Natural language region descriptions:
╔══
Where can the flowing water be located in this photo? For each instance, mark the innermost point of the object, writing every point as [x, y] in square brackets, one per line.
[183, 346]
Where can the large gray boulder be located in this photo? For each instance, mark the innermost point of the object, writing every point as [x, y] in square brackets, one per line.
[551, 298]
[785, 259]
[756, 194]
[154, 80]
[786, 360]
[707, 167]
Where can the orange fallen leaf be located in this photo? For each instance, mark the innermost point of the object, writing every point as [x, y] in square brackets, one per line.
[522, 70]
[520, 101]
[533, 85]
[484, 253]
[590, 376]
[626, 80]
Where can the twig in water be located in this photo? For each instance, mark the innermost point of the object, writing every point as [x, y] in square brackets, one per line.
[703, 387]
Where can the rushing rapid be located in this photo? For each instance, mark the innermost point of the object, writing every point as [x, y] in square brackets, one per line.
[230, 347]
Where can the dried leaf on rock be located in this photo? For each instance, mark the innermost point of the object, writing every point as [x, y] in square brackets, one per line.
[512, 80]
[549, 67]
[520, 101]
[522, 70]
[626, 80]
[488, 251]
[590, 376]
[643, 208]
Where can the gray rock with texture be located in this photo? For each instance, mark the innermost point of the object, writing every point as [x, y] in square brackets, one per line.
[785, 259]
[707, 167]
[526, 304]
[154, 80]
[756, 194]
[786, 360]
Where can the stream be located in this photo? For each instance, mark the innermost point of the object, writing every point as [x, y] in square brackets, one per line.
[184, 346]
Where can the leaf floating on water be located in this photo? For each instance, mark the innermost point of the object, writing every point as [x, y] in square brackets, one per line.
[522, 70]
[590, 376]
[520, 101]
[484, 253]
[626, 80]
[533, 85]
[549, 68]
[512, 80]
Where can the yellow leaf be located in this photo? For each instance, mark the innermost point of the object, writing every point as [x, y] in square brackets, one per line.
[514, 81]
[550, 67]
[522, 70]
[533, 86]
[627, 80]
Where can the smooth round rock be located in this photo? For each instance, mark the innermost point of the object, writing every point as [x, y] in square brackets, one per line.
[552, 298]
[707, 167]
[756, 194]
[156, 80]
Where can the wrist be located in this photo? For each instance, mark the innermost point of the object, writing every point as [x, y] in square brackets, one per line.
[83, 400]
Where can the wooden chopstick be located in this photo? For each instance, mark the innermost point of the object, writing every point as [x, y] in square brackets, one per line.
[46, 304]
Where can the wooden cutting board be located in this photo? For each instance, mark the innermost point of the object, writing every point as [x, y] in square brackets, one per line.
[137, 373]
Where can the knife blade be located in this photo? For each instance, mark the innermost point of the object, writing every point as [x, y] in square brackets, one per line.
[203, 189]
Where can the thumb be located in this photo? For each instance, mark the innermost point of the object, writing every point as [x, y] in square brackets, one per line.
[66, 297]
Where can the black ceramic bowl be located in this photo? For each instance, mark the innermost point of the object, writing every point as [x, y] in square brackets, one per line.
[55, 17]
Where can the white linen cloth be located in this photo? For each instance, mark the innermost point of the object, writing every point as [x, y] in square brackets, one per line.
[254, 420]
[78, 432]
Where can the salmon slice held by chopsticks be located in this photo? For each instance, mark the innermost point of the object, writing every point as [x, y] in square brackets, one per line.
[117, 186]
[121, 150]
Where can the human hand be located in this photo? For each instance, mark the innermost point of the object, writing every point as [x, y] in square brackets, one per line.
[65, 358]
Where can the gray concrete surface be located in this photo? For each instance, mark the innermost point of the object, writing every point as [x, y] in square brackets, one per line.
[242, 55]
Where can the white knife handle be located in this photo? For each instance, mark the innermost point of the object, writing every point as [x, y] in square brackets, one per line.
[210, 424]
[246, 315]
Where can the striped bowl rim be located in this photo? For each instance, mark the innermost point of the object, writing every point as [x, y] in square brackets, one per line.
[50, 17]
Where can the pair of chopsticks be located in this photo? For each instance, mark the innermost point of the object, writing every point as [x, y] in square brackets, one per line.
╚══
Exercise » Your reply should match the data above exactly, line for line.

Response area »
Where can the flowing water be located in this photo? For each instance, mark the innermost point of the object, writing every point as [x, y] in square brackets, one per line.
[183, 346]
Where can the large gray boulder be located in this photo? For each instance, mark the innermost point of the object, writing every point as [x, y] in square brackets, one per line.
[551, 298]
[785, 259]
[756, 194]
[154, 80]
[786, 360]
[707, 167]
Where can the orange fallen leaf be located in this photo? For each instance, mark the innermost point of the object, writing every point as [x, y] in square brackets, one per line.
[522, 70]
[520, 101]
[533, 85]
[484, 253]
[590, 376]
[626, 80]
Where can the twig in water be located in this photo? For each instance, mark the innermost point of the object, writing every point as [x, y] in square brackets, one per line.
[703, 387]
Where can the rushing rapid be located in this photo? For each instance, mark the innermost point of the object, writing every point as [x, y] in square brackets, one per line.
[230, 347]
Where can the dried leaf on rock be located in this photo? For each instance, mark the innermost point of the object, writing every point as [x, y] in square brackets, one per line.
[512, 80]
[549, 67]
[520, 101]
[522, 70]
[626, 80]
[488, 251]
[590, 376]
[643, 208]
Where can the gray rock with texture be located in this photo? For each instance, mark the innermost point of the object, writing every point as [x, y] in square brackets, one per line.
[785, 259]
[707, 167]
[526, 304]
[154, 80]
[756, 194]
[786, 360]
Where can the stream be located in this photo? For each instance, mark the innermost point of the object, writing every point as [x, y] in square brackets, one per line.
[184, 346]
Where can the leaf floating on water be located in this photo? For each instance, mark the innermost point of the object, writing every point as [x, y] in square brackets, one per line.
[522, 70]
[590, 376]
[520, 101]
[484, 253]
[626, 80]
[533, 85]
[549, 68]
[512, 80]
Where can the yellow leaf be located in this photo? For each instance, mark the innermost point of the object, writing every point as [x, y] in square brackets, one per line.
[514, 81]
[550, 67]
[522, 70]
[533, 86]
[627, 80]
Where can the smooth round rock be located in this photo? For each instance, mark the innermost point of the object, writing every point as [x, y] in square brackets, one per line.
[552, 298]
[707, 167]
[756, 194]
[156, 80]
Where can the wrist be located in this photo? For each instance, mark the innermost point of the object, writing every point as [x, y] in square brackets, one per line.
[83, 400]
Where can the wooden chopstick be located in this photo? For each instance, mark the innermost point of the object, writing every point as [x, y] in square brackets, one per line.
[46, 304]
Where can the wooden cutting board be located in this photo? For each instance, mark the innermost point of the object, writing every point as [x, y] in square brackets, one per line.
[137, 373]
Where can the knife blade be located in this photo? For each instance, mark the innermost point of the object, writing every point as [x, y] in square brackets, one per line.
[203, 189]
Where can the thumb be located in this photo? For each instance, mark the innermost point of the object, writing every point as [x, y] in square brackets, one per line.
[66, 297]
Where can the black ceramic bowl be located in this photo? For each instance, mark the innermost point of the object, writing every point as [x, y] in square brackets, one per line.
[55, 17]
Where can the white linen cloth be located in this photo? For each instance, mark the innermost point of the object, writing every point as [x, y] in square brackets, one per line.
[254, 420]
[78, 432]
Where can the salmon slice held by chopsticks be located in this photo? For each instance, mark the innermost point of the object, writing every point as [x, y] in square brackets, one per line.
[117, 186]
[121, 150]
Where can the human hand be located in this photo? For each instance, mark the innermost point of the object, writing every point as [x, y] in square brackets, one per line.
[65, 358]
Where can the gray concrete surface be located in this photo? For each instance, mark the innermost point of the object, writing every point as [x, y] in square brackets, one per line.
[242, 55]
Where can the white knife handle be located in this photo? For each instance, mark the innermost point of the object, writing every point as [x, y] in square brackets, one per line.
[210, 424]
[246, 315]
Where can the striped bowl rim be located in this photo? For each instance, mark the innermost point of the object, writing every point as [x, y] in square brackets, one per line.
[50, 17]
Where can the pair of chopsticks be located in this photo? For each instance, mark the innermost point of the object, writing every point as [x, y] in square brackets, one per line.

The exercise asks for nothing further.